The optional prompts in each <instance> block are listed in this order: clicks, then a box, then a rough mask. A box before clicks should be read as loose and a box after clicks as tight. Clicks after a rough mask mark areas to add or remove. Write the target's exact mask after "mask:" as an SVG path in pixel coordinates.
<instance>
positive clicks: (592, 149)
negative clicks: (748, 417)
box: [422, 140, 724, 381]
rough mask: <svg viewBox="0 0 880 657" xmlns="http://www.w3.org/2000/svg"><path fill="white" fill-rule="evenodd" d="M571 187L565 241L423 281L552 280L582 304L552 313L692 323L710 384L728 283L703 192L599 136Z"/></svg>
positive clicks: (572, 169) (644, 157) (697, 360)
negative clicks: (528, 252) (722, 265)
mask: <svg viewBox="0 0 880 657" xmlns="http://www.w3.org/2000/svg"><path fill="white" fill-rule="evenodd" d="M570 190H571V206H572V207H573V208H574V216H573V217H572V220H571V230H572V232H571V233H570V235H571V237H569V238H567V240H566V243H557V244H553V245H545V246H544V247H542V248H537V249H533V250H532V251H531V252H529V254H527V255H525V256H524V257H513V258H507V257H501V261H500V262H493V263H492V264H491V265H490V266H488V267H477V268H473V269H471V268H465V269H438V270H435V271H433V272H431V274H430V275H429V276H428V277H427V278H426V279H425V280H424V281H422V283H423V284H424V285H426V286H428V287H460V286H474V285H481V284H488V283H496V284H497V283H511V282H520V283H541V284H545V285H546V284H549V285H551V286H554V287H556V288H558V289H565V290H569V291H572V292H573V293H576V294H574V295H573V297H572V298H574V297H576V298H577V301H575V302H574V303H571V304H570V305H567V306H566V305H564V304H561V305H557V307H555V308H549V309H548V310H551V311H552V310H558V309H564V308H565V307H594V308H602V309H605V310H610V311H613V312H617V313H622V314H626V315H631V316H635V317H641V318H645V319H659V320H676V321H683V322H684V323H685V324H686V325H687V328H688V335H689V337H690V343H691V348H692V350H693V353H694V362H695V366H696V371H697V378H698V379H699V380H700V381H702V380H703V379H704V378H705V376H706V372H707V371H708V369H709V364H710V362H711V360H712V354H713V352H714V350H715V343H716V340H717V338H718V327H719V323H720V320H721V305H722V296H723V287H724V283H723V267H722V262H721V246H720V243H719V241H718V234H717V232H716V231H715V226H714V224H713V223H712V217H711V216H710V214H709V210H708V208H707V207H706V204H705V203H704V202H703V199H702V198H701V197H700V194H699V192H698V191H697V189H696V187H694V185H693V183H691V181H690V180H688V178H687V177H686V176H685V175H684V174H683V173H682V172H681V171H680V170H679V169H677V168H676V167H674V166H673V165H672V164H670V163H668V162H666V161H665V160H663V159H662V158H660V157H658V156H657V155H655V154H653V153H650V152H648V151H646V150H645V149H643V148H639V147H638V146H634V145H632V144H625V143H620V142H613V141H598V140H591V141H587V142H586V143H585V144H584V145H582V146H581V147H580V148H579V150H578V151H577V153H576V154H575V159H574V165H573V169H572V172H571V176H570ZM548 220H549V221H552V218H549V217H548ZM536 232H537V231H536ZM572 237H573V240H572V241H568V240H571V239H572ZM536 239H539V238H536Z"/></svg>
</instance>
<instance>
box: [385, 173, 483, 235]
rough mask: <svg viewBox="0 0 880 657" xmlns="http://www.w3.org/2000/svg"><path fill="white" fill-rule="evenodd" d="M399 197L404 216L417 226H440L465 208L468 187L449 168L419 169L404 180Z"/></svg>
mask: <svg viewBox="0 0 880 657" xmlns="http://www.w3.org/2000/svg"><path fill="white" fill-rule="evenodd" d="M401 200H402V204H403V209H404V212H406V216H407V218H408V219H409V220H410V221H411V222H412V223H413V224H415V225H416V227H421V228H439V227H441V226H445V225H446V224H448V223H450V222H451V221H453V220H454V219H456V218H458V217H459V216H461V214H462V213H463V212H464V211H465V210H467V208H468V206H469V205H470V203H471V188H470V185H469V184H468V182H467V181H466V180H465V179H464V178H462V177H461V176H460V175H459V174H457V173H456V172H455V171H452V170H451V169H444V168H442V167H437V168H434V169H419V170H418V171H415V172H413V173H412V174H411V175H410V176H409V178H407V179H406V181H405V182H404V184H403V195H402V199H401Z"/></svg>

------------------------------------

### AIM OF THE EXERCISE
All entries must be duplicated exactly, with none left out.

### RESPONSE
The optional prompts in each <instance> block are listed in this order: clicks, then a box, then a rough mask. A box before clicks should be read as loose and a box after clicks as tight. Clicks after a rough mask mark areas to add or remove. Write the target's exact mask after "mask:" as an SVG path in pixel coordinates.
<instance>
positive clicks: (592, 149)
negative clicks: (748, 417)
box: [422, 140, 724, 381]
rough mask: <svg viewBox="0 0 880 657" xmlns="http://www.w3.org/2000/svg"><path fill="white" fill-rule="evenodd" d="M571 187L565 241L423 281L552 280L582 304L552 313L692 323L710 384L728 283L703 192L599 136Z"/></svg>
positive clicks: (572, 169) (644, 157) (697, 360)
negative clicks: (528, 252) (722, 265)
mask: <svg viewBox="0 0 880 657" xmlns="http://www.w3.org/2000/svg"><path fill="white" fill-rule="evenodd" d="M570 190H571V206H572V207H573V208H574V216H573V217H572V220H571V230H572V232H571V233H570V235H571V237H569V238H567V240H566V243H557V244H553V245H545V246H544V247H542V248H537V249H533V250H532V251H531V252H529V254H527V255H525V256H524V257H513V258H507V257H501V261H500V262H493V263H492V264H491V265H490V266H488V267H477V268H473V269H471V268H465V269H438V270H435V271H433V272H431V274H430V275H429V276H428V277H427V278H426V279H425V280H424V281H422V283H423V284H424V285H426V286H428V287H460V286H474V285H481V284H488V283H496V284H497V283H511V282H520V283H541V284H545V285H546V284H549V285H551V286H554V287H556V288H558V289H565V290H569V291H572V292H573V293H576V294H574V295H573V297H572V298H574V297H576V298H577V301H575V302H574V303H571V304H570V305H567V306H566V305H564V304H561V305H557V307H555V308H549V309H548V310H551V311H552V310H558V309H564V308H565V307H594V308H602V309H605V310H610V311H613V312H617V313H622V314H626V315H631V316H635V317H641V318H645V319H659V320H676V321H683V322H684V323H685V324H686V325H687V328H688V335H689V337H690V343H691V348H692V350H693V353H694V362H695V366H696V371H697V378H698V379H699V380H700V381H702V380H703V379H704V378H705V376H706V372H707V371H708V369H709V364H710V362H711V360H712V354H713V352H714V350H715V343H716V340H717V338H718V327H719V323H720V320H721V305H722V296H723V287H724V283H723V267H722V262H721V246H720V243H719V241H718V234H717V232H716V231H715V226H714V224H713V223H712V217H711V216H710V214H709V210H708V208H707V207H706V204H705V203H704V202H703V199H702V198H701V197H700V194H699V192H698V191H697V189H696V187H694V185H693V183H691V181H690V180H688V178H687V177H686V176H685V175H684V174H683V173H682V172H681V171H680V170H679V169H677V168H676V167H674V166H673V165H672V164H670V163H668V162H666V161H665V160H663V159H662V158H660V157H658V156H657V155H655V154H653V153H650V152H648V151H646V150H645V149H643V148H639V147H638V146H634V145H632V144H625V143H620V142H613V141H598V140H591V141H587V142H586V143H585V144H584V145H582V146H581V147H580V148H579V150H578V151H577V153H576V154H575V159H574V165H573V169H572V172H571V176H570ZM548 220H549V221H552V218H549V217H548ZM536 232H537V231H536ZM572 237H573V240H572V241H568V240H571V239H572ZM536 239H539V238H536Z"/></svg>
</instance>
<instance>
box: [385, 173, 483, 235]
rough mask: <svg viewBox="0 0 880 657" xmlns="http://www.w3.org/2000/svg"><path fill="white" fill-rule="evenodd" d="M399 197L404 216L417 226H440L465 208L468 187L449 168L419 169L404 180Z"/></svg>
mask: <svg viewBox="0 0 880 657" xmlns="http://www.w3.org/2000/svg"><path fill="white" fill-rule="evenodd" d="M401 200H402V204H403V209H404V212H406V216H407V218H408V219H409V220H410V221H411V222H412V223H413V224H415V225H416V227H421V228H439V227H441V226H445V225H446V224H448V223H450V222H451V221H453V220H454V219H456V218H458V217H459V216H461V214H462V213H463V212H464V211H465V210H467V208H468V206H469V205H470V203H471V188H470V185H469V184H468V182H467V181H466V180H465V179H464V178H462V177H461V176H460V175H459V174H457V173H456V172H455V171H452V170H451V169H444V168H442V167H437V168H434V169H419V170H418V171H415V172H413V173H412V174H411V175H410V176H409V178H407V179H406V181H405V182H404V184H403V195H402V199H401Z"/></svg>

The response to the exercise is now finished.